→ **What you should do**: Please rewrite the material from its start through the line holding "[(218, 509), (743, 576)]", inclusive, with "paved pathway" replaced by "gravel path" and nothing else changed.

Some records:

┌────────

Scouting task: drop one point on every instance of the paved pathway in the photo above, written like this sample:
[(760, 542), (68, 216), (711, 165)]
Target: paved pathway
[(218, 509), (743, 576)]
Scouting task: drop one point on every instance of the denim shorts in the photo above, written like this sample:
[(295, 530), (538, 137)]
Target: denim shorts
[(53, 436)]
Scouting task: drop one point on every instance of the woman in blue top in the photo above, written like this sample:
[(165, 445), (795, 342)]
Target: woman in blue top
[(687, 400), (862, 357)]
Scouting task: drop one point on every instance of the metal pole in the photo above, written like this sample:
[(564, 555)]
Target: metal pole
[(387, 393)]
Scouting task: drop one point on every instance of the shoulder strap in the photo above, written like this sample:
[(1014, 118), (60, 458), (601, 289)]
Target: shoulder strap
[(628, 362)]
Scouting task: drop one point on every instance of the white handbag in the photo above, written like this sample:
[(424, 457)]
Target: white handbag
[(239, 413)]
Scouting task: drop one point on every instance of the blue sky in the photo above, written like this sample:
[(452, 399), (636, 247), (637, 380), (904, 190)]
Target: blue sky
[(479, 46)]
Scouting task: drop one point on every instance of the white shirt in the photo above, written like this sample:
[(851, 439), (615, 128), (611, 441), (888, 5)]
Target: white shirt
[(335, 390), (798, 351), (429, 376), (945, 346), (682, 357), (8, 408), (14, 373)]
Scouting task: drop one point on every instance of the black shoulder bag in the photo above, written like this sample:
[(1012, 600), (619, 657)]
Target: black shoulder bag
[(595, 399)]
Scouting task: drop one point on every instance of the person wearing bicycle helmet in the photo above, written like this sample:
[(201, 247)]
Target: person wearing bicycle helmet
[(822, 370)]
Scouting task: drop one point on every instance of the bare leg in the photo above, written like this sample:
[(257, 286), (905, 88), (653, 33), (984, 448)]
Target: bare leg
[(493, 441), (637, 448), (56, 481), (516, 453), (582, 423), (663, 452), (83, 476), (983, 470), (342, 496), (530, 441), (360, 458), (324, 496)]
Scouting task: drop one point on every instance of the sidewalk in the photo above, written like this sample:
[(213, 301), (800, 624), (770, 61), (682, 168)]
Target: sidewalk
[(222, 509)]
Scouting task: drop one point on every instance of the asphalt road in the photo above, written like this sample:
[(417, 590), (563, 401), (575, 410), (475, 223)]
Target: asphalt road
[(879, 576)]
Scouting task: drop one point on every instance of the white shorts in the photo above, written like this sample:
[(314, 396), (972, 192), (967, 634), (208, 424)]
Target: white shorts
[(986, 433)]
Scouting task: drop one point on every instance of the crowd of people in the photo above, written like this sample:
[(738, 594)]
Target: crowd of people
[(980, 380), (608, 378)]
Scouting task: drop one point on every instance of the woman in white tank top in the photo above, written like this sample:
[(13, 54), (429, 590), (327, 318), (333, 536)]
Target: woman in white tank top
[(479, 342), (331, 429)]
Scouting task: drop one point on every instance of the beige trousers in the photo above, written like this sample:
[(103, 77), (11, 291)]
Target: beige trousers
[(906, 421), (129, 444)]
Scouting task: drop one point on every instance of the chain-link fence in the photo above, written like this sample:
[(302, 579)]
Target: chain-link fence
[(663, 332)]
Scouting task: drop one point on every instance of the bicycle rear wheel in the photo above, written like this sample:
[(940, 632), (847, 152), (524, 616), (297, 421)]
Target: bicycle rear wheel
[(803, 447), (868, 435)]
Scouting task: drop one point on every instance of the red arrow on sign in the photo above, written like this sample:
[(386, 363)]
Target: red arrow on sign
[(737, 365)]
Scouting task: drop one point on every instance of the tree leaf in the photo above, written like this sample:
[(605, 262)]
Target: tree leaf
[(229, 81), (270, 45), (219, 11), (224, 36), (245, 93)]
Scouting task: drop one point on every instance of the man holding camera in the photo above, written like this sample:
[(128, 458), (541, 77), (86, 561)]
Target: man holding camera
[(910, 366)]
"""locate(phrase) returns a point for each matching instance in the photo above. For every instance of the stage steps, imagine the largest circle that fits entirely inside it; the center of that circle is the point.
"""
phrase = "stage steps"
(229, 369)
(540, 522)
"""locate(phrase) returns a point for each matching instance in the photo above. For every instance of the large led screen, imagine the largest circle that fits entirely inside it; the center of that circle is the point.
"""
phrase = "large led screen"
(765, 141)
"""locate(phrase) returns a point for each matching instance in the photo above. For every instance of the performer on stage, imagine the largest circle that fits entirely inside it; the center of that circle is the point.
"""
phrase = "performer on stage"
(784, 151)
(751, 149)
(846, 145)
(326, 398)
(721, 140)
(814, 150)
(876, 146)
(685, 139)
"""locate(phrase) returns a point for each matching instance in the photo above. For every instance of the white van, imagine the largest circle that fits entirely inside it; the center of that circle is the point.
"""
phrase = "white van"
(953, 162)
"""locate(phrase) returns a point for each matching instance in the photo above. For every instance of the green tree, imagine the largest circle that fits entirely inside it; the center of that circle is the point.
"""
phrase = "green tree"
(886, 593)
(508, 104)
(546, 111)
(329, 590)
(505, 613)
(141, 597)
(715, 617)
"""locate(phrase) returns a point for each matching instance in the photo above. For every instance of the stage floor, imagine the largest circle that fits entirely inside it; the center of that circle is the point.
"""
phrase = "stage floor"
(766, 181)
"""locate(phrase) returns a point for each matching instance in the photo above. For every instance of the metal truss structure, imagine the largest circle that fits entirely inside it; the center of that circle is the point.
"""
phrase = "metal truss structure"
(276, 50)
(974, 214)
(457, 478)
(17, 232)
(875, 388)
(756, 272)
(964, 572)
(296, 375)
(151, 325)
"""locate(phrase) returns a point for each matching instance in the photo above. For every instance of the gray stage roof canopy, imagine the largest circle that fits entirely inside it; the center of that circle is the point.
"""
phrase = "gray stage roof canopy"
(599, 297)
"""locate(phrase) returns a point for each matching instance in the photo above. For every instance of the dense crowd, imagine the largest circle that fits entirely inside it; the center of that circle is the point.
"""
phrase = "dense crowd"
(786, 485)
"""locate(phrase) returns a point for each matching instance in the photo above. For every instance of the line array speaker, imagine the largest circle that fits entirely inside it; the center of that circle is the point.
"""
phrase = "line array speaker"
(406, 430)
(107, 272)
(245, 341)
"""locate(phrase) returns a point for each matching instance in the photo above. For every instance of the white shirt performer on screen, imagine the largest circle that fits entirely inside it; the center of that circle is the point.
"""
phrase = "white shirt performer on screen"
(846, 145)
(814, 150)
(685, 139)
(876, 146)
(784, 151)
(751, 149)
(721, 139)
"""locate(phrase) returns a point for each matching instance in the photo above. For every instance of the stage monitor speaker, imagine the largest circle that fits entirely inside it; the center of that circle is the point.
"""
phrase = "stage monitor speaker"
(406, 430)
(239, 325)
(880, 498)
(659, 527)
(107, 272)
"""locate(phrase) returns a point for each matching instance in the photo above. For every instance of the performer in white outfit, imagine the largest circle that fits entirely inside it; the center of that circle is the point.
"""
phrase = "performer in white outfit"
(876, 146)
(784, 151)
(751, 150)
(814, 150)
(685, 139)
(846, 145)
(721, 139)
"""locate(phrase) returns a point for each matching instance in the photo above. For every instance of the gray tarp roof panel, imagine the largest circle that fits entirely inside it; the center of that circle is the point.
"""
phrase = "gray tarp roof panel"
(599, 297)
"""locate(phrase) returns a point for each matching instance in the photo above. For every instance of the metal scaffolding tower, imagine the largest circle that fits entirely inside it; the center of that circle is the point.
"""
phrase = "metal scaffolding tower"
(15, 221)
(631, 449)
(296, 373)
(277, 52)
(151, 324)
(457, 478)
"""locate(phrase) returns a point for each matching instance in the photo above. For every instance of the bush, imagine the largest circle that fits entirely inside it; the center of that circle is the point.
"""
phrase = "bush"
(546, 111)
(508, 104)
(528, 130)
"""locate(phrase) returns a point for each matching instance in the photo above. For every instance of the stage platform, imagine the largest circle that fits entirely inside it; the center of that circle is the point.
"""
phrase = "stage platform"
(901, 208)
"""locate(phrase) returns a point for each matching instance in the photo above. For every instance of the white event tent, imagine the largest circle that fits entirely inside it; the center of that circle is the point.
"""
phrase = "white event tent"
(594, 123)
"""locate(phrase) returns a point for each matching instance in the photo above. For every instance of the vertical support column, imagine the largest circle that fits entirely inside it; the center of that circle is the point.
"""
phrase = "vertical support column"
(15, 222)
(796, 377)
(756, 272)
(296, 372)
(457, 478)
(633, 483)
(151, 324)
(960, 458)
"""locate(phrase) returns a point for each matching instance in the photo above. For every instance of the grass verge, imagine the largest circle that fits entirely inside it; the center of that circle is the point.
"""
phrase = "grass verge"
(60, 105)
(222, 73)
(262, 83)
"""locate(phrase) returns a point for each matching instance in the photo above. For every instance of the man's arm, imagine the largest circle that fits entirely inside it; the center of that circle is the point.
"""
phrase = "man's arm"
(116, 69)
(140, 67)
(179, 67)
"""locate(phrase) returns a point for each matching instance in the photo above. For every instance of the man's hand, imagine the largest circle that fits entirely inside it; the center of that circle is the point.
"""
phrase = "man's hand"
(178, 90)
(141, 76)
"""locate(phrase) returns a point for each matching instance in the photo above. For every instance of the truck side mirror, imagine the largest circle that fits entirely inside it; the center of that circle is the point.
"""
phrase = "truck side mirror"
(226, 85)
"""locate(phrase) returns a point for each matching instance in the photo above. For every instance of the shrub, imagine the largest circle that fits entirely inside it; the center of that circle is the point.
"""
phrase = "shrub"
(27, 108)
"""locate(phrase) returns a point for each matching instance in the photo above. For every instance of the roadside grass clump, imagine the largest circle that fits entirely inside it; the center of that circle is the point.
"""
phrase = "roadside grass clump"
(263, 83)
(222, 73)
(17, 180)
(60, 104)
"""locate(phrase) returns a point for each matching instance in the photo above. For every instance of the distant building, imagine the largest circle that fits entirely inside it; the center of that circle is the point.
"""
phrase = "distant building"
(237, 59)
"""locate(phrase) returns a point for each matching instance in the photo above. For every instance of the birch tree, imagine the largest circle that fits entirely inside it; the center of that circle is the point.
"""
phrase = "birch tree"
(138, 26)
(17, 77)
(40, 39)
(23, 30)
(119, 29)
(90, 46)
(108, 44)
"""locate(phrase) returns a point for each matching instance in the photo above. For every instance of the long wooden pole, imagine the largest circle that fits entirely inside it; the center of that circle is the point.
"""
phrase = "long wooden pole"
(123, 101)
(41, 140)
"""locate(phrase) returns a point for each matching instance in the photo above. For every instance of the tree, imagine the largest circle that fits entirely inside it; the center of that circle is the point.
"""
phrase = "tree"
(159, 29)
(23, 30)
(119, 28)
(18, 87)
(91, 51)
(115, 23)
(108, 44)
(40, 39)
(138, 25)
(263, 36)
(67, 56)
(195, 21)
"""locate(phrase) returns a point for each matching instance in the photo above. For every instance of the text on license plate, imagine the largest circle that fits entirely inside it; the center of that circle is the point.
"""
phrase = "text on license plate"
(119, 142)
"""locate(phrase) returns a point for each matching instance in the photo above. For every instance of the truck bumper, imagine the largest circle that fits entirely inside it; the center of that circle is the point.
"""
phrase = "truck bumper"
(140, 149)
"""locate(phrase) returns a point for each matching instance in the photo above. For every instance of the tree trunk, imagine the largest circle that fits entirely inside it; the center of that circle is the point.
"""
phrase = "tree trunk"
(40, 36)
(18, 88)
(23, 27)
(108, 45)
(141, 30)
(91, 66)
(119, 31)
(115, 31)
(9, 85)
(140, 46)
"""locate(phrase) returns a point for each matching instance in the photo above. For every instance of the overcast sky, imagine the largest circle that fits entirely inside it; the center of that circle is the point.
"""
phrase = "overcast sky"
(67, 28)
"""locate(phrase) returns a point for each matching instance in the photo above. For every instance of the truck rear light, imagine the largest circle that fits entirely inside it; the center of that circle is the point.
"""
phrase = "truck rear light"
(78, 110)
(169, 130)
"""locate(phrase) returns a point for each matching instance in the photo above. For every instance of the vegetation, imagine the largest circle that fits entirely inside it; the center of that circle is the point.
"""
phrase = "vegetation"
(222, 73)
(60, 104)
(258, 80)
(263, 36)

└────────

→ **Full answer**:
Scouting task: drop one point on every instance of the gravel path in the photo above, written like this sample:
[(760, 542), (68, 216), (711, 165)]
Target: gravel path
[(218, 509), (743, 576)]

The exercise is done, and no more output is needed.